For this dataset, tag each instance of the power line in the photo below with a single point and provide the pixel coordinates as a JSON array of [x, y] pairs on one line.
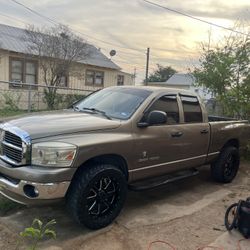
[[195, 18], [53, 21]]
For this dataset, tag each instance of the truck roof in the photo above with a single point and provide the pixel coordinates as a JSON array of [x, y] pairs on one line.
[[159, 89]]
==
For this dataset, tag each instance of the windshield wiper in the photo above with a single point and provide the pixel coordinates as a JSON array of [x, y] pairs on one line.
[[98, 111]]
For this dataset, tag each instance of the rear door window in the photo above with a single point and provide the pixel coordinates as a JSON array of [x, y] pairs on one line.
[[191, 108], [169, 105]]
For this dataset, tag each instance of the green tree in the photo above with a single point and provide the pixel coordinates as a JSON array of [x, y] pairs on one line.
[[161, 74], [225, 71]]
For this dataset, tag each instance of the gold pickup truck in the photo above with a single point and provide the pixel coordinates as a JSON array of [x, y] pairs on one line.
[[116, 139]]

COMPITO ASSEGNATO
Restituisci in formato CSV a due colonne, intitolate testo e risposta, le voci che vanno dalla riga con "For this dataset, tag each instance of the rear" alla riga con "[[116, 139]]", entrambe incluse. Ogni voce occupa una riga, con il testo e la risposta ciascuno in un campo tra virgolette e gli a capo sostituiti da spazi.

COMPITO SVOLTO
testo,risposta
"For this dataset, tag each instance of the rear door window in the photo above with a single point and provide the pixel coordinates as a JSON array of [x, y] pairs on one line.","[[191, 108], [169, 105]]"
"For this dataset, tag each instance of the green tree in the photo above with a single point and provide the pixel coordinates as a JSON array of [x, y] pairs on one line.","[[161, 74], [225, 71]]"
"For this dataset, tag each instance of the gold pickup truck in the photo above with a single point and provide the pixel coordinates as a JSON array of [x, y] pairs on one line.","[[116, 139]]"